Source data:
────────
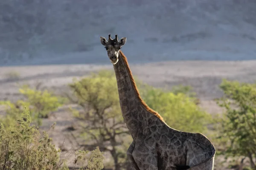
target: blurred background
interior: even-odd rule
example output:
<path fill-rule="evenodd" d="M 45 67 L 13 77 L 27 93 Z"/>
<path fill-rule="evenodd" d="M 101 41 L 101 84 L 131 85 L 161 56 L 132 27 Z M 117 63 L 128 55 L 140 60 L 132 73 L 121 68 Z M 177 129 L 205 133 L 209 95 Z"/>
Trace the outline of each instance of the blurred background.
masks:
<path fill-rule="evenodd" d="M 147 104 L 212 142 L 215 170 L 256 170 L 256 0 L 0 0 L 0 169 L 131 170 L 110 34 Z"/>
<path fill-rule="evenodd" d="M 2 65 L 108 63 L 108 34 L 127 37 L 132 63 L 255 58 L 254 0 L 0 3 Z"/>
────────
Problem description:
Reproduce all of the material above word for word, leaving out the pictures.

Correct answer:
target: blurred background
interior: even-odd rule
example output:
<path fill-rule="evenodd" d="M 45 67 L 13 77 L 27 93 Z"/>
<path fill-rule="evenodd" d="M 101 41 L 101 84 L 131 85 L 161 56 L 132 27 Z M 117 63 L 128 55 L 140 60 L 132 73 L 121 68 Z M 177 129 L 205 133 L 209 95 Z"/>
Trace the outline of each instance of the blurred background.
masks:
<path fill-rule="evenodd" d="M 147 104 L 212 142 L 215 170 L 256 170 L 256 0 L 0 0 L 0 169 L 131 170 L 110 34 Z"/>
<path fill-rule="evenodd" d="M 2 65 L 108 63 L 108 34 L 127 37 L 132 63 L 255 58 L 254 0 L 0 3 Z"/>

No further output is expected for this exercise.